In recollections such as these, Hitchcock presented himself as having been dissatisfied, but in fact Who is He? has a similarly happy ending.

Principal photography

thumb|Still from the film

Filming began on 25 February 1926 and principal photography was completed within six weeks. Because Hitchcock practised film methods that mirrored those of German expressionism, scenes would not run for much longer than three minutes each. According to Tripp: "Fresh from Berlin, Hitch was so imbued with the value of unusual camera angles and lighting effects with which to create and sustain dramatic suspense that often a scene which would not run for more than three minutes on the screen would take a morning to shoot."

Tripp had recently undergone an operation at the start of the shoot. She wrote in her autobiography that as a result of Hitchcock making her perform repeated takes of one scene, she felt a "sickening pain somewhere in the region of my appendix scar", and had to return to hospital.

Directorial style and cinematography

In framing the shots, Hitchcock was influenced by post-war horror, social unrest and the emotional fear of abnormality and madness. The film is silent, but words were not necessary given the visual method of storytelling.

A memorable scene occurs when the Buntings look up at their kitchen ceiling, listening to the lodger pacing above. The ceiling then becomes transparent and the lodger is then seen walking on it (a thick sheet of toughened glass was used). According to the Criterion Collection review by Philip Kemp, this scene was composed of "sixty-five shots in just over six minutes, with no title cards to interrupt. Some disconcerting camera angles, including one straight down the staircase as we see the lodger’s disembodied hand sliding down the banister." On review aggregator Rotten Tomatoes, the film holds an approval rating of 96% based on 25 reviews, with an average rating of 7.70/10.

The Lodger continued themes that would run through much of Hitchcock's later work, such as that of an innocent man on the run. Hitchcock had reportedly studied contemporary films by Murnau and Lang, whose influence may be seen in the ominous camera angles and claustrophobic lighting. While Hitchcock had made two films, in later years the director would refer to The Lodger as the first true "Hitchcock film." Beginning with The Lodger, Hitchcock helped shape the modern thriller genre in film.

After arriving in the United States in 1940, Hitchcock was involved with a radio adaptation of the film with Herbert Marshall, Edmund Gwenn and Lurene Tuttle. The adaptation preserves the original novel's ending rather than that of the film and does not resolve the question of the lodger's identity as the killer.

In early 1942, the Los Angeles Times reported that Hitchcock was considering a colour remake of The Lodger following the completion of Saboteur (1942), but he was unable to obtain the film rights.

## Listed entries
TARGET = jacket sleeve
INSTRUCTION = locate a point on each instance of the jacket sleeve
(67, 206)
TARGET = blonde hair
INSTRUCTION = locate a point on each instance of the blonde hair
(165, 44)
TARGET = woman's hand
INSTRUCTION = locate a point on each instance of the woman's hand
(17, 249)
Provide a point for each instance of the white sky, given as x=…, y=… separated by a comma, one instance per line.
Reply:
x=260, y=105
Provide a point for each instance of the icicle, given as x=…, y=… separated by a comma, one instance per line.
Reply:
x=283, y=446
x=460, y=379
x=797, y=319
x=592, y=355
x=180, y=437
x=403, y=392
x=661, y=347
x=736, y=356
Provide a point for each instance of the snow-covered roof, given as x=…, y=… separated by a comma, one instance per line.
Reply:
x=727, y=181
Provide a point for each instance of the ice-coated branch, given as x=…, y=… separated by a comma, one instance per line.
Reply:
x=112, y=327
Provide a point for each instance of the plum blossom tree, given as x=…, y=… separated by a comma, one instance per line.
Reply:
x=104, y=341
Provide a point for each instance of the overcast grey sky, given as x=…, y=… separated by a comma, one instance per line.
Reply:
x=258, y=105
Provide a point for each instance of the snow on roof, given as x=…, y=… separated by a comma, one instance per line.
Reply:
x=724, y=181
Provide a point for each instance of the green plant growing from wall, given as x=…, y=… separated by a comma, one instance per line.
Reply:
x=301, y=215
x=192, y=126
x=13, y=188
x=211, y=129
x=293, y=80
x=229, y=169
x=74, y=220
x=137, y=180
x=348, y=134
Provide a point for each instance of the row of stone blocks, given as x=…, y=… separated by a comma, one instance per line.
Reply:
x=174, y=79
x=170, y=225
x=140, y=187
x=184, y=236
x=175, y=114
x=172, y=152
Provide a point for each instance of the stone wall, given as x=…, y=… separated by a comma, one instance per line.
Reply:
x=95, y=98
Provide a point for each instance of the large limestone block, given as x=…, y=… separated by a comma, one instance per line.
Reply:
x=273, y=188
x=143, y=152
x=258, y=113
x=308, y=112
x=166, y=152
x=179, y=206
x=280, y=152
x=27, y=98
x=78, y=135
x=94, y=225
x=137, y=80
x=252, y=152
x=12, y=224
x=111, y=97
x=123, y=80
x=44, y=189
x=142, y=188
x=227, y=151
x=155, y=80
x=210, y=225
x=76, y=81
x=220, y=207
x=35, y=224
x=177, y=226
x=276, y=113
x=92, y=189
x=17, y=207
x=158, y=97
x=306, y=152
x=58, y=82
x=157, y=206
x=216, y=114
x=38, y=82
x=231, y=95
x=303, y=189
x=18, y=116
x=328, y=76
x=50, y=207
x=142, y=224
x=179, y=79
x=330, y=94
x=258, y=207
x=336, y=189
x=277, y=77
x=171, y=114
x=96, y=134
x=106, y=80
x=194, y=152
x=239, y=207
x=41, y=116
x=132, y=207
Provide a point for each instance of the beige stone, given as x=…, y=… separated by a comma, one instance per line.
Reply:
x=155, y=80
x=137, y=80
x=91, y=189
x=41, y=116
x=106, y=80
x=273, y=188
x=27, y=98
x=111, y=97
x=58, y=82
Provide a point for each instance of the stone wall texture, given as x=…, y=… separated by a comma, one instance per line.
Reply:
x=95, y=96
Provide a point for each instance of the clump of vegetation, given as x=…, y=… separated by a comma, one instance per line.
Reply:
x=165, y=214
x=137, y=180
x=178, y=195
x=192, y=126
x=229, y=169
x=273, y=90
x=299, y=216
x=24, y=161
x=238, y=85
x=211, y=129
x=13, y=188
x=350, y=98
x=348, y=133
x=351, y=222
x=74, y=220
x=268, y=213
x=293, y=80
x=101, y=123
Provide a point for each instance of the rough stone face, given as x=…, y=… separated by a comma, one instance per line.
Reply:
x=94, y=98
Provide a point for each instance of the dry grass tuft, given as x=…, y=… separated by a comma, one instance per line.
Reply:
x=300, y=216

## The task
List everyone the passage on The Lodger names as being involved with the radio adaptation of the film besides Hitchcock.

## Exercise result
Herbert Marshall, Edmund Gwenn, Lurene Tuttle